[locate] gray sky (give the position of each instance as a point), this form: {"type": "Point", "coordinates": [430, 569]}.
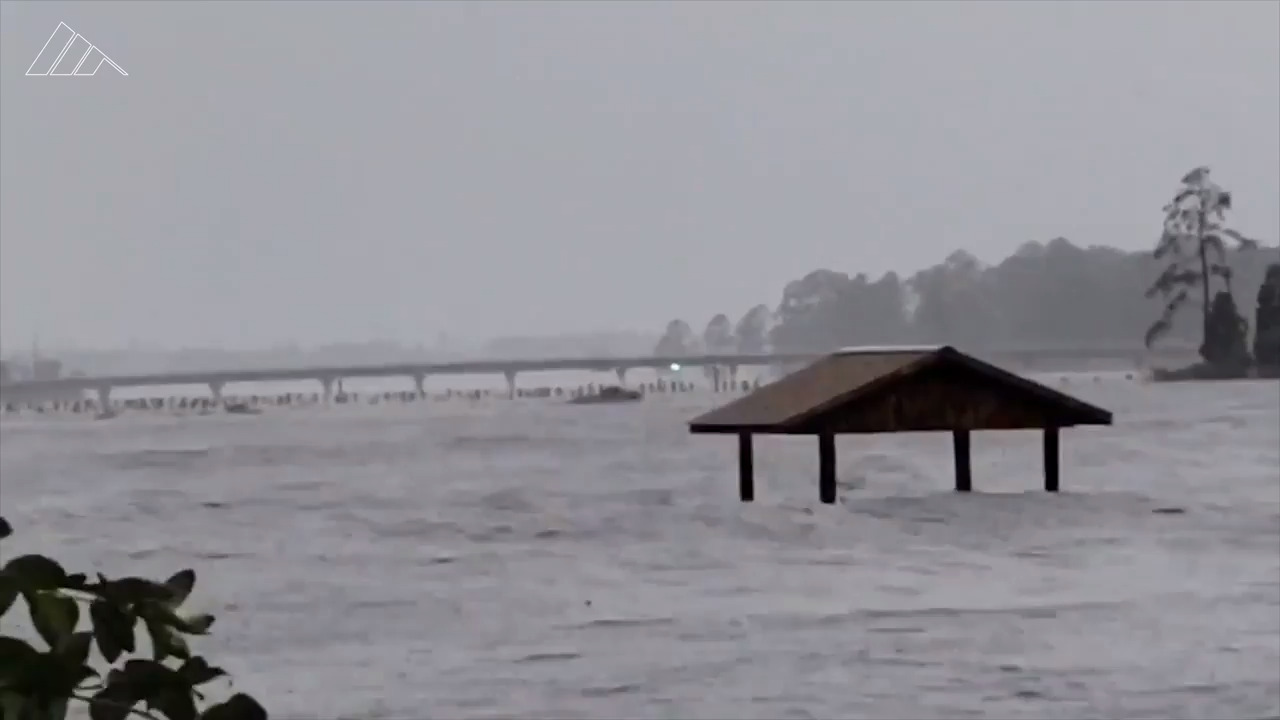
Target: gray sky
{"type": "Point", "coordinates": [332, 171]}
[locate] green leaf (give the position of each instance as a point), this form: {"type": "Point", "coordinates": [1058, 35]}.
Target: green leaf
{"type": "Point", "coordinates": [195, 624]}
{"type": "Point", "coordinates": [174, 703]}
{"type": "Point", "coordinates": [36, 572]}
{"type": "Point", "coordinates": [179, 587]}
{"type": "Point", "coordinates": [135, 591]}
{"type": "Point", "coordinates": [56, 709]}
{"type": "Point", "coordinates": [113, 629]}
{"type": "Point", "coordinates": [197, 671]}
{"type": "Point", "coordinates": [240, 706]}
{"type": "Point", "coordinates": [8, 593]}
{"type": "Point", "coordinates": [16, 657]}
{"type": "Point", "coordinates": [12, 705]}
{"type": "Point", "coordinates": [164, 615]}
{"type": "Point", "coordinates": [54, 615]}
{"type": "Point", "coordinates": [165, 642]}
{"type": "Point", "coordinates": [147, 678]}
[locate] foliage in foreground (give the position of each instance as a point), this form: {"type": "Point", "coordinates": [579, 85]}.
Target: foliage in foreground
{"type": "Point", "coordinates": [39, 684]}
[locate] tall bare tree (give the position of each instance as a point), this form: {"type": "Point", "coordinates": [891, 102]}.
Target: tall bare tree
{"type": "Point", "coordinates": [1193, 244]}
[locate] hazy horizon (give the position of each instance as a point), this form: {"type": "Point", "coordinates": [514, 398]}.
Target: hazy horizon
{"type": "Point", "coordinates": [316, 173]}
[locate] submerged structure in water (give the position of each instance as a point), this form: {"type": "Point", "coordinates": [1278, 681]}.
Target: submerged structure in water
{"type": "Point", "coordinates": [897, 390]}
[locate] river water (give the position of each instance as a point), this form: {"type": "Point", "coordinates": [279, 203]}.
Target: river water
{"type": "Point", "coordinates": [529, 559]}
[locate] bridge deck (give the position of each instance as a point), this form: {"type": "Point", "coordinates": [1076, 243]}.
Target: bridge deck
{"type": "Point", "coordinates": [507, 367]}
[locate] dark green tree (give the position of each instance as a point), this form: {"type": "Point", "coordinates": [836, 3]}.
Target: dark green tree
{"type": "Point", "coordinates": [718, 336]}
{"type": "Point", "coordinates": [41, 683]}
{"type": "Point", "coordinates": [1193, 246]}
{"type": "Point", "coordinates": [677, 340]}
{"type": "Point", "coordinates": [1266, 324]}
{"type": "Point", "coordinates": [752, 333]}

▬▬▬▬▬▬

**INSTRUCTIONS FOR THE TASK**:
Quote the data above in full and without alteration; skip the pictures.

**OUTPUT FOR THIS EXERCISE**:
[locate] gray sky (give the position of each instance as a point), this form: {"type": "Point", "coordinates": [430, 569]}.
Target: gray sky
{"type": "Point", "coordinates": [332, 171]}
[locate] green leaf (give the position of each instance as a point), this form: {"type": "Point", "coordinates": [1058, 35]}.
Target: green leaf
{"type": "Point", "coordinates": [195, 624]}
{"type": "Point", "coordinates": [174, 703]}
{"type": "Point", "coordinates": [36, 572]}
{"type": "Point", "coordinates": [179, 587]}
{"type": "Point", "coordinates": [135, 591]}
{"type": "Point", "coordinates": [56, 709]}
{"type": "Point", "coordinates": [113, 629]}
{"type": "Point", "coordinates": [197, 671]}
{"type": "Point", "coordinates": [240, 706]}
{"type": "Point", "coordinates": [8, 593]}
{"type": "Point", "coordinates": [16, 657]}
{"type": "Point", "coordinates": [12, 705]}
{"type": "Point", "coordinates": [164, 615]}
{"type": "Point", "coordinates": [54, 615]}
{"type": "Point", "coordinates": [165, 642]}
{"type": "Point", "coordinates": [147, 678]}
[locate] foliage in foreground (give the position of each instance as a point), this form: {"type": "Point", "coordinates": [579, 85]}.
Target: foliage in foreground
{"type": "Point", "coordinates": [39, 684]}
[locate] tall bare tree (give the position of each instance as a point), this form: {"type": "Point", "coordinates": [891, 102]}.
Target: tall bare tree
{"type": "Point", "coordinates": [1193, 244]}
[locate] hazy horizon (give the position of each instance as a point), this form: {"type": "Point", "coordinates": [514, 398]}.
Target: hazy horizon
{"type": "Point", "coordinates": [316, 173]}
[locate] submerged structure in water (give the position of each instance as a point), this form: {"type": "Point", "coordinates": [1278, 681]}.
Target: submerged structure in water
{"type": "Point", "coordinates": [897, 390]}
[locate] river water (give the position of each instance as a point), this form: {"type": "Point", "coordinates": [279, 203]}.
Target: river water
{"type": "Point", "coordinates": [529, 559]}
[locate] bridge deck (give the position of each instance as a point), this form: {"type": "Point", "coordinates": [1076, 243]}.
Target: bridge deck
{"type": "Point", "coordinates": [507, 367]}
[locate] dark green tree (give the position of each instance as a point), this form: {"type": "Point", "coordinates": [836, 3]}.
Target: dark green tree
{"type": "Point", "coordinates": [718, 336]}
{"type": "Point", "coordinates": [41, 683]}
{"type": "Point", "coordinates": [1193, 246]}
{"type": "Point", "coordinates": [677, 340]}
{"type": "Point", "coordinates": [1266, 324]}
{"type": "Point", "coordinates": [752, 333]}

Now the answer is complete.